[Dataset entries]
+ + + + + + +
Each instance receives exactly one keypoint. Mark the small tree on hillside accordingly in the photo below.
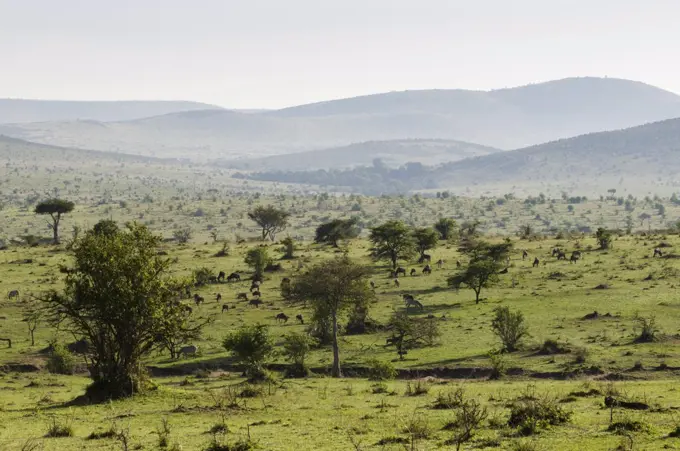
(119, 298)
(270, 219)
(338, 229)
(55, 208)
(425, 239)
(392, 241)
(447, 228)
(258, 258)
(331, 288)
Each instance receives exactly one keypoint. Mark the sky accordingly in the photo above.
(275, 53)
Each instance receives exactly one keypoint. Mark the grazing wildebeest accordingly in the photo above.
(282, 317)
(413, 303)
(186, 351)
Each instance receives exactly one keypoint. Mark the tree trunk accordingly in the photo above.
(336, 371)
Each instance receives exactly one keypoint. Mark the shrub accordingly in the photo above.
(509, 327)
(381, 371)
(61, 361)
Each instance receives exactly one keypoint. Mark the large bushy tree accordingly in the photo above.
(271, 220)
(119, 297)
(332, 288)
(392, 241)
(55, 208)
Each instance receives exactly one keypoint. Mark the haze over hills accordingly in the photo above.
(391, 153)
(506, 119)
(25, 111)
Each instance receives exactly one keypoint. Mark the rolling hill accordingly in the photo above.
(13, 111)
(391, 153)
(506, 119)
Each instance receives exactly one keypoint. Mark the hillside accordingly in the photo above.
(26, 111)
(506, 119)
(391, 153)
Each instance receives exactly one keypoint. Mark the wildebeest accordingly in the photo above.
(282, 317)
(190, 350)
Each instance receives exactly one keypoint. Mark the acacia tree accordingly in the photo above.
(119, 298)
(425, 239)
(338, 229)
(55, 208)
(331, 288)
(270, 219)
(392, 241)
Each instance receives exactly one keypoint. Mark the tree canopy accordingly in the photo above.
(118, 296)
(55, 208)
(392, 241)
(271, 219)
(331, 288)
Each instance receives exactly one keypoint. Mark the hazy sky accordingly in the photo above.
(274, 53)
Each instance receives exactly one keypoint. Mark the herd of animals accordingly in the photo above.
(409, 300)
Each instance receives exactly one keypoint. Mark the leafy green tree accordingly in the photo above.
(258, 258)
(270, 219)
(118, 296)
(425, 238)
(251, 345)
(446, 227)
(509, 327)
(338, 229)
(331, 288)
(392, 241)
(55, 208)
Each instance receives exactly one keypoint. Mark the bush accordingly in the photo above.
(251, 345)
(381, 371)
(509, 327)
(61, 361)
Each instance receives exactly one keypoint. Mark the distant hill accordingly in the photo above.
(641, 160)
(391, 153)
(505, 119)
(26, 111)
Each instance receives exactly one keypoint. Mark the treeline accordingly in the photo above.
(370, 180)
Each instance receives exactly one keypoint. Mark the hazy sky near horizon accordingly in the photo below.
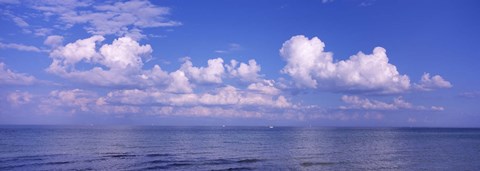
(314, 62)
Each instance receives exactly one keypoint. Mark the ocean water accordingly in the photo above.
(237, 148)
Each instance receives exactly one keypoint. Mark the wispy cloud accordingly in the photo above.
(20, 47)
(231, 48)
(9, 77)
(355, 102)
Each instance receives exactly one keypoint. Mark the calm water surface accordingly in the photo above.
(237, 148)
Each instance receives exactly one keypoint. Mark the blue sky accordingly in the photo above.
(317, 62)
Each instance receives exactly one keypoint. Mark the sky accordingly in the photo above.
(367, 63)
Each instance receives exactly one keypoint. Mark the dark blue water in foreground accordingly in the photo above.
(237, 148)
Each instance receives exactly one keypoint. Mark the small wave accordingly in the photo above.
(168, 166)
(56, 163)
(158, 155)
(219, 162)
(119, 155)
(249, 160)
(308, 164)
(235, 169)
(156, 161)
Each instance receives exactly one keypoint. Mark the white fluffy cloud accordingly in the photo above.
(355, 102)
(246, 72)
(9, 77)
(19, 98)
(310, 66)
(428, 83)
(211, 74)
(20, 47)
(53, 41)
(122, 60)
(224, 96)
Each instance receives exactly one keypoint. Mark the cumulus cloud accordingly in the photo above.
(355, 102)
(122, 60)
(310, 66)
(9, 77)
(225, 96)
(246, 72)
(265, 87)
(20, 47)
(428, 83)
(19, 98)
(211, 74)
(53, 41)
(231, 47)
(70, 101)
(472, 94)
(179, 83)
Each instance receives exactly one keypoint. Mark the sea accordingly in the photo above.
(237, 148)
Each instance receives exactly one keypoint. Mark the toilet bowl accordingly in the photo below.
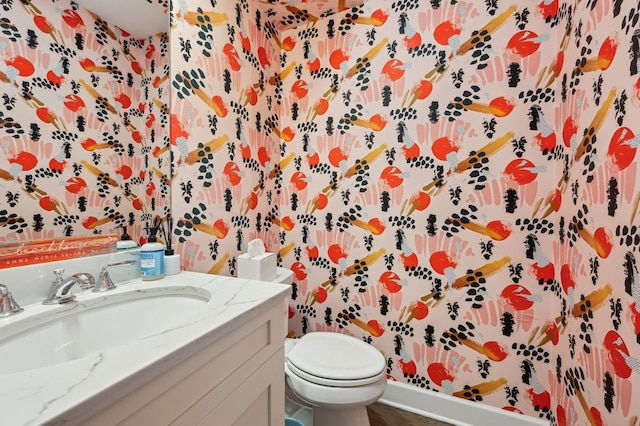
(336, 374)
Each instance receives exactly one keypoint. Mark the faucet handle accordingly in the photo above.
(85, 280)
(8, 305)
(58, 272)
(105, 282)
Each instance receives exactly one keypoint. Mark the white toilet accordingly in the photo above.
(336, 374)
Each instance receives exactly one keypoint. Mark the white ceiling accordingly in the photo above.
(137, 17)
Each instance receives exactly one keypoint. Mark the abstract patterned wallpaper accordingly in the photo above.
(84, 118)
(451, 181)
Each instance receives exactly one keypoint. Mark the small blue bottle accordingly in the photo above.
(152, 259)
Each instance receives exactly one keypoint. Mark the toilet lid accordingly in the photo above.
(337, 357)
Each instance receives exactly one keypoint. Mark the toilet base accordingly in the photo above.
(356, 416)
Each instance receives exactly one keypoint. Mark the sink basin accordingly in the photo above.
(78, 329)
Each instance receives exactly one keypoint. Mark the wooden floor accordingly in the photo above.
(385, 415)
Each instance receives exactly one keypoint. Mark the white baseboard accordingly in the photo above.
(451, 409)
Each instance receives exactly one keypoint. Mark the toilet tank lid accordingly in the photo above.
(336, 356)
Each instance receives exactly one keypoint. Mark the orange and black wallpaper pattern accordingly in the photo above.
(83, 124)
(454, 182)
+ + + + + + +
- Prompt:
From the line that contains "Each instance receives exactly one keypoint. Mark the wooden" down to the final line of the entries, print every line exactly as it is, and only those lines.

- Response below:
Each instance receives exactly one keypoint. Mark the wooden floor accordingly in the photo above.
(385, 415)
Each instance receives exactly one keypoint. Mark the white baseboard accordingly in the photo above.
(451, 409)
Each instance receives exactly one keypoint. Mark the toilet tank lid accordingly in the photo above.
(336, 356)
Each instance receives exactly one keypoint. Mark the orange and black wallpaper pattern accordingly in the photo above.
(83, 124)
(454, 182)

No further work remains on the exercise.